_Written instruction_
Copy the listing again, beginning at the line that has "the white paint" and continuing through its last line, and shift every coordinate value in the answers up by 20.

-----

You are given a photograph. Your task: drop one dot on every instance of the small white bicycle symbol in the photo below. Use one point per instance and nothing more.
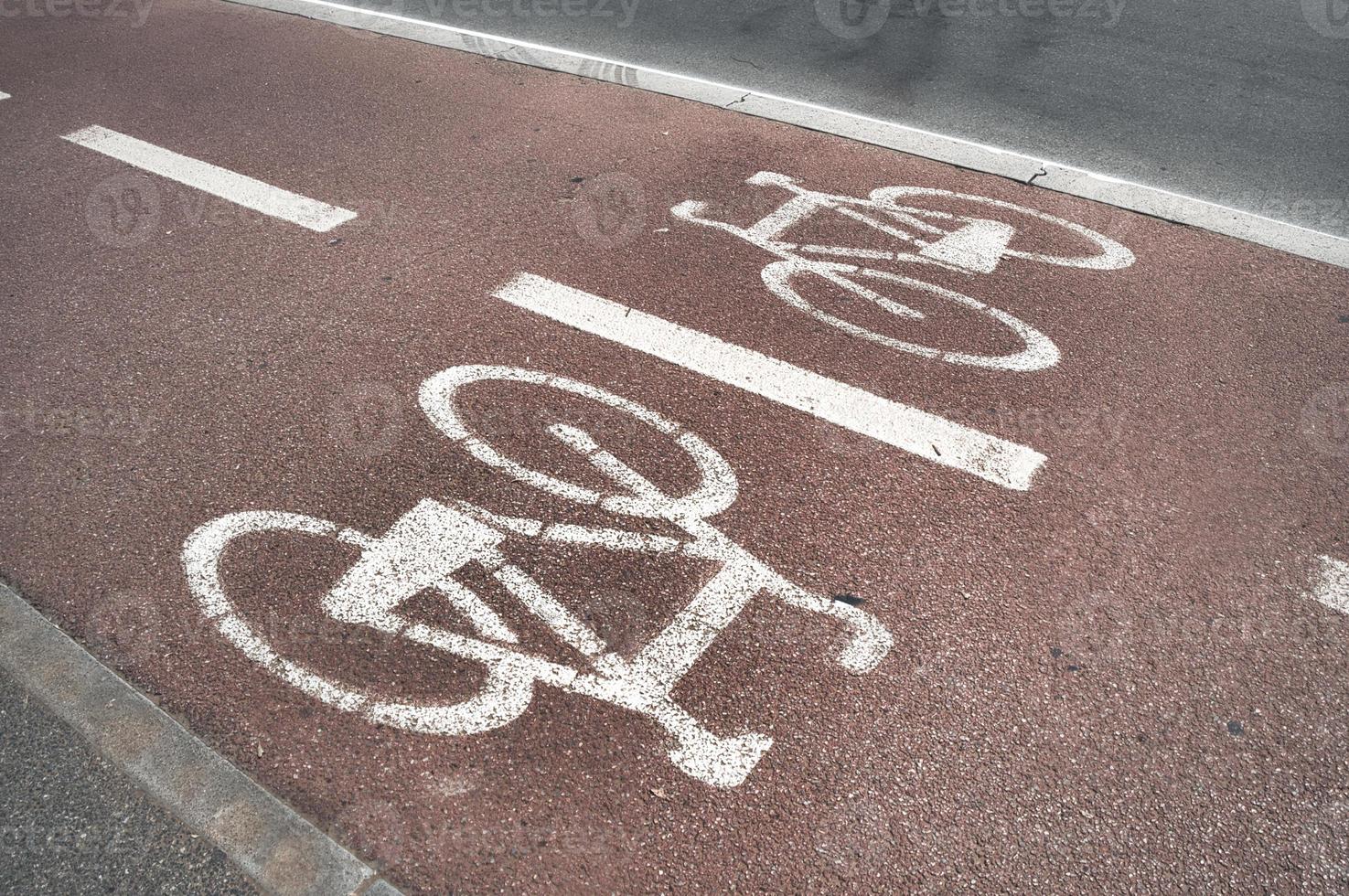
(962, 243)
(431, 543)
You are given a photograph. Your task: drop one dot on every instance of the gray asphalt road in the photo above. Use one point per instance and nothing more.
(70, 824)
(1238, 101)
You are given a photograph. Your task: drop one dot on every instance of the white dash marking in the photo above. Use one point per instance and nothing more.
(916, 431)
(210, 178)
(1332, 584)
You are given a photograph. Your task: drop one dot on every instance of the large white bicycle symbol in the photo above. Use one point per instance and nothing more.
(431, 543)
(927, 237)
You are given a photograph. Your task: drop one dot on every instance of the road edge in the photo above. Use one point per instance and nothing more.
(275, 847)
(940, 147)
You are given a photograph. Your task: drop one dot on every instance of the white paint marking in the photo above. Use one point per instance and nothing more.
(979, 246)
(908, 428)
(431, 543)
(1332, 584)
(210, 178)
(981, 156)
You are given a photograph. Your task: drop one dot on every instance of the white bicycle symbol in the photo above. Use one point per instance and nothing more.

-----

_Solution to the problem_
You are given a photograph. Your task: drop one dot on every instance of the white paint marking in the photo above. Use one point per instance and nothing more.
(999, 266)
(928, 448)
(451, 563)
(1352, 604)
(230, 198)
(1001, 176)
You are given a photograph. Your task: drop one dot on every instance of the white bicycle symbol in the photo above. Use one point per instance and nothing more.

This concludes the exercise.